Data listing
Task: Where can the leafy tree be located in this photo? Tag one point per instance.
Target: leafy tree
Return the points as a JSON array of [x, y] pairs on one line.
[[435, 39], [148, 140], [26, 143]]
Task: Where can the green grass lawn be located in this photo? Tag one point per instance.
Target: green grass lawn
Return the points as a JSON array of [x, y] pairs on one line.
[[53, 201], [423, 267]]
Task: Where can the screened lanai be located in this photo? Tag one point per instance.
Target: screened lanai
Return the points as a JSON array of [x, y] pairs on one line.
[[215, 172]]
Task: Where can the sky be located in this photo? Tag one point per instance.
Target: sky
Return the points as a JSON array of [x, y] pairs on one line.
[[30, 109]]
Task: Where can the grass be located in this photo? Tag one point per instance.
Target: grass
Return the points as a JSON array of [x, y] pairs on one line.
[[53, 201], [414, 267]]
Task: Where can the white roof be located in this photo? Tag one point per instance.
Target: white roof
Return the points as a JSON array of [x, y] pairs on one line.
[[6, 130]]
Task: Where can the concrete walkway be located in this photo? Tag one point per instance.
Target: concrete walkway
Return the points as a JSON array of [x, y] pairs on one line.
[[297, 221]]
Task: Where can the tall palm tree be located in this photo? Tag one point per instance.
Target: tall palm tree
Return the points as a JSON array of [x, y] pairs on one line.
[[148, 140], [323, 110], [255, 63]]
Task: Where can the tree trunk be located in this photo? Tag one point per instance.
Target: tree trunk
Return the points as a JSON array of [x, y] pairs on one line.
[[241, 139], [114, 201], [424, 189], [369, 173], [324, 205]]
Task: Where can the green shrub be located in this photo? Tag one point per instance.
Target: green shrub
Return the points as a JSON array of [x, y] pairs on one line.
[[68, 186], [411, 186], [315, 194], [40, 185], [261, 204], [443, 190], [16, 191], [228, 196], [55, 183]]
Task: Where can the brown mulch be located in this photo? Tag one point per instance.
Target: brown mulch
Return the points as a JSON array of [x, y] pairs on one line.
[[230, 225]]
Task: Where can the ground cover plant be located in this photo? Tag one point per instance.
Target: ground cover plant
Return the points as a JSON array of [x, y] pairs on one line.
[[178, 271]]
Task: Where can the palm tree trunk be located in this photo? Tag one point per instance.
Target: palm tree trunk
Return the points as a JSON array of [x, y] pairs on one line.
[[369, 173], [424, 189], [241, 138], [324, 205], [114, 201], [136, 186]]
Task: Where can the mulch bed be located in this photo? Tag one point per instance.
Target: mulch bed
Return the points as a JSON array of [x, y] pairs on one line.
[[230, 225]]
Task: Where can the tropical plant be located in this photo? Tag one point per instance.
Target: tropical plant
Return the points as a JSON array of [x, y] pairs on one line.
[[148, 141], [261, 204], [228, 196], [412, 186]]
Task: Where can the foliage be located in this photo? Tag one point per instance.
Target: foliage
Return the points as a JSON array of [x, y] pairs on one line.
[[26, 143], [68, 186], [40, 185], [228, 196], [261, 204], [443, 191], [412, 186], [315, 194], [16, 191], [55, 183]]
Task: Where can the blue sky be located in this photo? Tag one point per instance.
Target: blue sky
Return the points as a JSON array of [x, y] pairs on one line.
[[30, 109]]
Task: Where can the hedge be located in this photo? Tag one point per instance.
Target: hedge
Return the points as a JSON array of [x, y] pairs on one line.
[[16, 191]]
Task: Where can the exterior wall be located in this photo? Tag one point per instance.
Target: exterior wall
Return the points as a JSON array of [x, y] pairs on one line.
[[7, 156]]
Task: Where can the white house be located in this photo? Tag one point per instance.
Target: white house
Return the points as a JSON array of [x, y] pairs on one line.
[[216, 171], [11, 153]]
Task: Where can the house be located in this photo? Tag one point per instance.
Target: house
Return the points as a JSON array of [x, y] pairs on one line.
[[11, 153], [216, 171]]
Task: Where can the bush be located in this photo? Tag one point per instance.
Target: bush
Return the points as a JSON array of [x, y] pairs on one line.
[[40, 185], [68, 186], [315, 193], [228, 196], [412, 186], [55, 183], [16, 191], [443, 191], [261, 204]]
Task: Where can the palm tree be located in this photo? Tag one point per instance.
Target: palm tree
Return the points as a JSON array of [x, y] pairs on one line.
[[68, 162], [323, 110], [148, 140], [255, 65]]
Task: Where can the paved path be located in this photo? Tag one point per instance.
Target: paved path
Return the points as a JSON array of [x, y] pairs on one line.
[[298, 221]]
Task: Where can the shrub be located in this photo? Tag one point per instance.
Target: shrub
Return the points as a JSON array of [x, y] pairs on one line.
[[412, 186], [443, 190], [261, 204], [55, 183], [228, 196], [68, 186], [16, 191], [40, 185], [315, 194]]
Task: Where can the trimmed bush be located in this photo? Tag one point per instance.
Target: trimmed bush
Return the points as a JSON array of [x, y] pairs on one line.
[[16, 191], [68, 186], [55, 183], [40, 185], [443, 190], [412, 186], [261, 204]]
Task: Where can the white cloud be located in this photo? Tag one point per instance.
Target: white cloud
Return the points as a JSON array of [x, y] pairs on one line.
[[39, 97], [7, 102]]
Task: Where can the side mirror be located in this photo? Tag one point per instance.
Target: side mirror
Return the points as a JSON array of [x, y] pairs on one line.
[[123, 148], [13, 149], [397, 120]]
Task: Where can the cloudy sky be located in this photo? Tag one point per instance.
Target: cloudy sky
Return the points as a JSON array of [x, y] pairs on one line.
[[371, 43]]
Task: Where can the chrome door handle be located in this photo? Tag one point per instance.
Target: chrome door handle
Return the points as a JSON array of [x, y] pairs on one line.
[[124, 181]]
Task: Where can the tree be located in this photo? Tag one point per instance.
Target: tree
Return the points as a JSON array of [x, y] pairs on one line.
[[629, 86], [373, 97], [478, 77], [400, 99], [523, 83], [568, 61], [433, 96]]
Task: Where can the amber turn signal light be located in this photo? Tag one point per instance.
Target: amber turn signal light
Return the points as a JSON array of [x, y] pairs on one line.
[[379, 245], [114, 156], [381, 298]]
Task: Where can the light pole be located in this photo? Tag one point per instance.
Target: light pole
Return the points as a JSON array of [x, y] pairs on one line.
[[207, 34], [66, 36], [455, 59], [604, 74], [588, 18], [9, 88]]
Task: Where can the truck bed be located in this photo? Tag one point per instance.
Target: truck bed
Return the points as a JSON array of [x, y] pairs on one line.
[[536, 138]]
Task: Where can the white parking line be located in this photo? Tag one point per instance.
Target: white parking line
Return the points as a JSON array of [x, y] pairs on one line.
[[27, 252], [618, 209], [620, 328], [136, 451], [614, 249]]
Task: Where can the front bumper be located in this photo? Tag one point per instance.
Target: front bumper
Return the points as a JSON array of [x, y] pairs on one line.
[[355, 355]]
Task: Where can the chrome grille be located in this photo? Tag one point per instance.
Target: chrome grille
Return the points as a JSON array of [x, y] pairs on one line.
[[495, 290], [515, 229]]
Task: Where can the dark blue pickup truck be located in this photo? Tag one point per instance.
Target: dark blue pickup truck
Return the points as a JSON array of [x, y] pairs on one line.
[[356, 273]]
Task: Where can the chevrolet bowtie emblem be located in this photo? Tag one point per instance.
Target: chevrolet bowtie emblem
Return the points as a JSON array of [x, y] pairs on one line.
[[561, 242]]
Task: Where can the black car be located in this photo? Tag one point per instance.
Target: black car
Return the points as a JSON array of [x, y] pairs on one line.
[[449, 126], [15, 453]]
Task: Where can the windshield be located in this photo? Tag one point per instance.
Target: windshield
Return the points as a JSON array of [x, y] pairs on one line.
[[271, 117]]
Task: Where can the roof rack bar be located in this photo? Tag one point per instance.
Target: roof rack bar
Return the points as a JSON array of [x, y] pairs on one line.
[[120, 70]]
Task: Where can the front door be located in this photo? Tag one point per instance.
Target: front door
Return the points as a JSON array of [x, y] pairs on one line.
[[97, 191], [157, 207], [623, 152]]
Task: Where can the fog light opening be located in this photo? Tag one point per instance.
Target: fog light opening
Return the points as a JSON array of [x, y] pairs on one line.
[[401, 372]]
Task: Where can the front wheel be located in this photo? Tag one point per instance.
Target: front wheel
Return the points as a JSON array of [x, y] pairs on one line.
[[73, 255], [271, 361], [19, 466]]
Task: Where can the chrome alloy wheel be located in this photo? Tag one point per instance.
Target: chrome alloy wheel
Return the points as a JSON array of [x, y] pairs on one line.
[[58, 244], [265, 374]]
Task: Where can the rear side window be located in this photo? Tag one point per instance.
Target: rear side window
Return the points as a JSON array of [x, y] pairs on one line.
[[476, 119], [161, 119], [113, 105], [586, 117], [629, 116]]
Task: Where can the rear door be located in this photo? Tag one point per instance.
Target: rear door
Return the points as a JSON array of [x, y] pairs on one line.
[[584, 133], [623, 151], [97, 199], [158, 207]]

### Requirement
Output as a JSON list of strings the stretch of the data listing from its first line through the line containing "[[297, 221]]", one string per line, omitting blank lines.

### Finished task
[
  "Task: Where can the leafy tree be located in this photo? Tag one point per instance.",
  "Target: leafy tree",
  "Return the points as a JSON array of [x, y] pairs on one line.",
  "[[435, 39], [148, 140], [26, 143]]",
  "Task: Where can the green grass lawn be located in this photo? Tag one point per instance.",
  "Target: green grass lawn",
  "Return the points as a JSON array of [x, y] pairs on one line.",
  "[[53, 201], [423, 267]]",
  "Task: Where can the screened lanai be located in this photo? Tag one point per instance.",
  "Target: screened lanai",
  "Return the points as a JSON array of [x, y] pairs on one line.",
  "[[215, 172]]",
  "Task: Where can the sky be located in this photo? Tag one point per instance.",
  "Target: sky",
  "Return the points as a JSON array of [x, y] pairs on one line.",
  "[[30, 109]]",
  "Task: Where can the grass be located in this photo? Tag one point per instance.",
  "Target: grass",
  "Return the points as a JSON array of [x, y] pairs on one line.",
  "[[53, 201], [414, 267]]",
  "Task: Where can the white roof be located in this photo? Tag one point per instance.",
  "Target: white roof",
  "Return the points as a JSON array of [x, y] pairs on one line.",
  "[[6, 130]]",
  "Task: Where can the concrete walkway be located in this photo? Tag one point per instance.",
  "Target: concrete walkway",
  "Return the points as a JSON array of [x, y] pairs on one line.",
  "[[297, 221]]"
]